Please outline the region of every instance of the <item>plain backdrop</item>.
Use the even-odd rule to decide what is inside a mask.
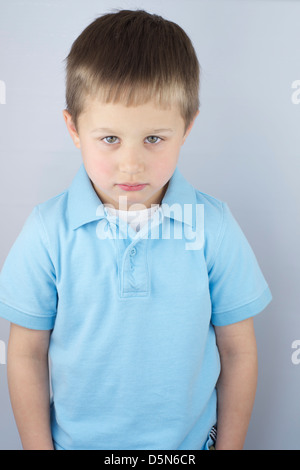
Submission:
[[[259,383],[245,448],[300,449],[300,364],[292,361],[300,339],[299,1],[1,0],[0,269],[33,207],[66,189],[80,166],[62,117],[63,60],[113,9],[160,14],[194,44],[200,115],[178,166],[228,203],[273,294],[255,318]],[[8,333],[0,319],[2,362]],[[20,448],[0,358],[0,449]]]

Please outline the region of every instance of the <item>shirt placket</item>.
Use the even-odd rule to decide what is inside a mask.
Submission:
[[[119,221],[119,236],[115,238],[115,243],[121,298],[150,295],[149,238],[151,230],[160,223],[161,216],[157,212],[149,225],[144,226],[140,232],[135,232],[124,221]]]

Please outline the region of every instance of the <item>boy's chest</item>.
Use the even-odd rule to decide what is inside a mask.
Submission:
[[[62,334],[64,348],[72,341],[78,357],[89,344],[129,362],[146,350],[152,361],[155,341],[158,363],[165,347],[185,357],[205,344],[211,300],[203,250],[186,250],[180,239],[89,240],[70,243],[57,259],[54,337]]]
[[[199,301],[207,294],[204,251],[186,249],[183,239],[80,240],[80,235],[59,250],[61,299],[89,294],[119,301],[152,296]]]

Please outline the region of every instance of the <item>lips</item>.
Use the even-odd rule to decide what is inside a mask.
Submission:
[[[118,184],[119,188],[122,189],[123,191],[141,191],[144,189],[147,185],[143,183],[123,183],[123,184]]]
[[[144,186],[144,183],[120,183],[119,186]]]

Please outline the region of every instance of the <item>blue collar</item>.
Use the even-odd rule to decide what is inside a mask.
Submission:
[[[176,167],[162,200],[163,215],[192,226],[192,223],[183,218],[184,204],[196,204],[195,188]],[[107,217],[105,207],[95,192],[83,163],[68,189],[68,213],[73,230]]]

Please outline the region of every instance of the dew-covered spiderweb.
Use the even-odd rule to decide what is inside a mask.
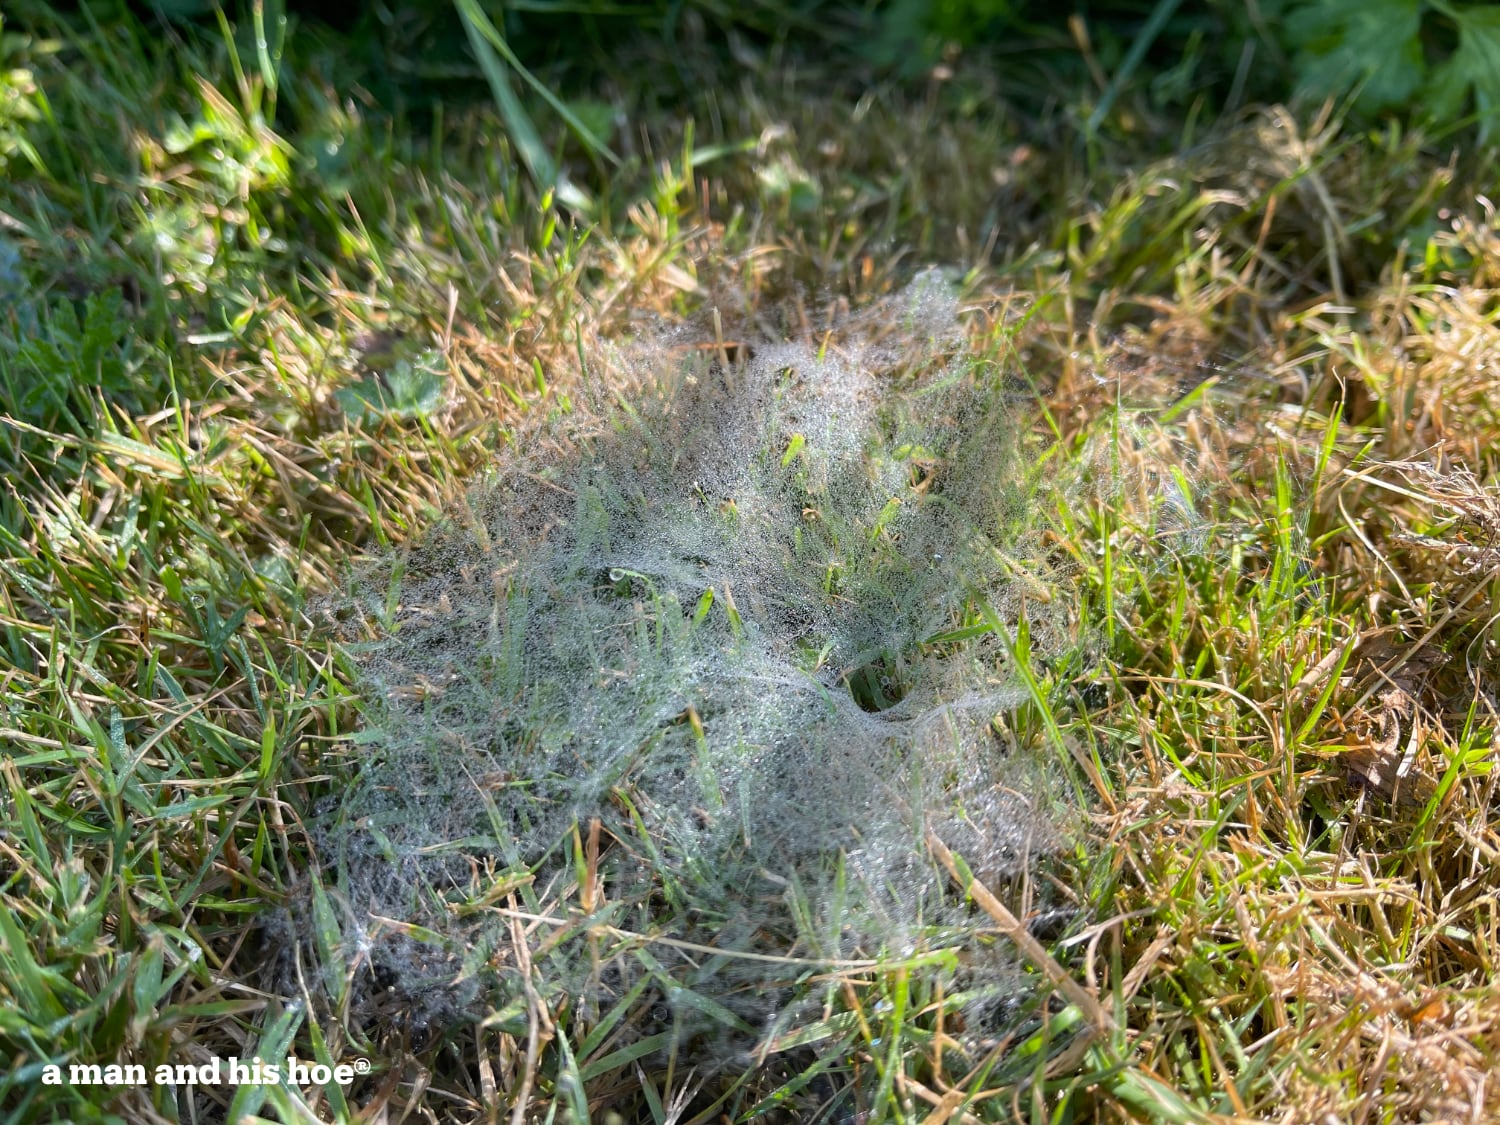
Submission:
[[[999,1011],[1021,974],[923,841],[1000,885],[1061,839],[1056,751],[1006,722],[1018,651],[1079,642],[1015,387],[935,272],[812,340],[682,344],[601,350],[594,409],[342,596],[339,963],[426,1019],[503,1015],[512,907],[587,908],[553,1002],[639,988],[636,1034],[735,1065],[824,1010],[820,959],[966,951],[971,1015]]]

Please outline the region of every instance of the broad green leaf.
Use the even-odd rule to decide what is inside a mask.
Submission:
[[[1500,110],[1500,8],[1455,8],[1458,49],[1432,76],[1427,117],[1446,125],[1467,109],[1469,94],[1479,115],[1479,133],[1488,137]]]
[[[341,387],[333,397],[351,420],[364,425],[430,417],[448,397],[446,380],[433,370],[435,362],[435,357],[426,363],[397,360],[390,370]]]
[[[1287,39],[1302,44],[1302,91],[1337,97],[1358,86],[1370,112],[1403,105],[1421,88],[1421,31],[1422,0],[1316,0],[1286,22]]]

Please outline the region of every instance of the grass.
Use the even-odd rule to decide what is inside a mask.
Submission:
[[[278,63],[246,29],[49,19],[0,47],[8,1119],[1500,1110],[1489,150],[1273,107],[1180,152],[1106,123],[1084,159],[1065,107],[1027,117],[977,65],[863,90],[689,50],[697,92],[609,138],[622,169],[547,138],[592,177],[585,220],[492,111],[387,121],[336,44]],[[571,882],[511,872],[474,904],[509,926],[506,1005],[349,1018],[309,823],[362,703],[319,596],[534,419],[587,409],[600,343],[641,318],[815,331],[821,302],[933,261],[963,271],[1038,462],[1080,482],[1045,514],[1040,596],[1079,599],[1093,666],[1008,637],[1030,702],[1004,717],[1072,770],[1085,813],[1045,877],[1075,910],[1047,932],[1035,888],[987,899],[949,867],[1053,998],[976,1042],[948,951],[788,959],[824,1003],[761,1065],[657,1067],[636,1029],[709,954],[597,923],[582,825]],[[264,971],[288,910],[317,953],[290,991]],[[634,966],[593,1010],[562,985],[590,958]],[[373,1069],[42,1082],[292,1050]]]

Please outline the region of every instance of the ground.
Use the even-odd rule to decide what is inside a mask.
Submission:
[[[6,26],[13,1118],[1500,1113],[1492,151],[1342,103],[1203,120],[1145,94],[1085,142],[1080,103],[1017,108],[979,57],[887,80],[651,50],[620,72],[658,83],[577,103],[616,166],[561,127],[528,155],[482,88],[393,120],[330,53],[278,66],[251,28]],[[571,187],[539,186],[552,161]],[[371,972],[317,824],[375,752],[356,642],[397,607],[351,641],[329,597],[629,402],[612,348],[816,347],[929,267],[1039,481],[1022,608],[962,602],[924,649],[1003,635],[995,736],[1059,779],[1040,866],[971,884],[928,847],[1032,998],[1013,1034],[963,1025],[934,939],[826,959],[822,1006],[738,1073],[678,1068],[629,1032],[713,951],[661,899],[600,921],[625,844],[597,821],[560,845],[574,878],[476,869],[462,908],[503,920],[514,1005],[355,1006]],[[1017,632],[1028,604],[1061,607],[1066,658]],[[616,954],[660,972],[604,1003],[563,987],[560,958]],[[43,1084],[293,1053],[370,1071]]]

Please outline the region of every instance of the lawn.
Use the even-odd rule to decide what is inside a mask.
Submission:
[[[1500,1115],[1490,14],[575,7],[7,7],[5,1120]]]

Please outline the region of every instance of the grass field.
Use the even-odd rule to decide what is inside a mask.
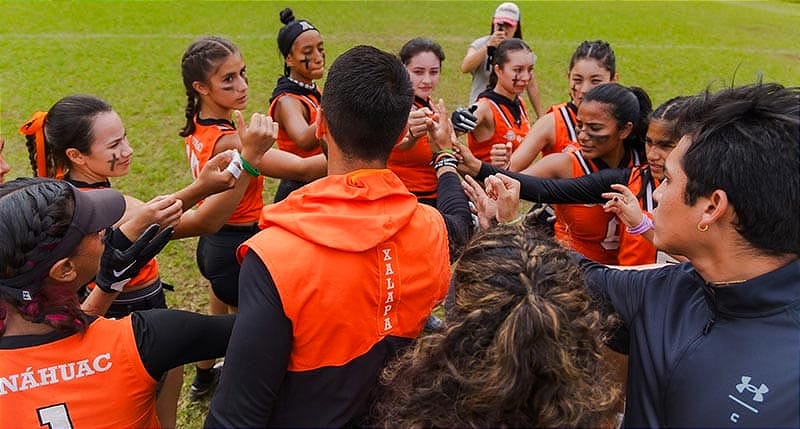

**WORK TASK**.
Filter the records above, keeping each line that contains the word "instance".

**EXERCISE RESULT**.
Please outline the region of every instance of the <item>plain backdrop</item>.
Please outline the region of every instance of the <item>shirt placket</item>.
Please outline the region of every instance of the <item>boy's chest</item>.
Please outline the region of every instance of the <item>lips</item>.
Please outline the region of every instance of the <item>blue collar</item>.
Please outline the region of every instance of the dew-covered spiderweb.
Please outline the region of every instance of the broad green leaf.
Please outline the region of every instance of the grass.
Please outline the region of every instance of the ground.
Please outline the region of every instance of the lawn.
Please outline the region of every instance of the grass field.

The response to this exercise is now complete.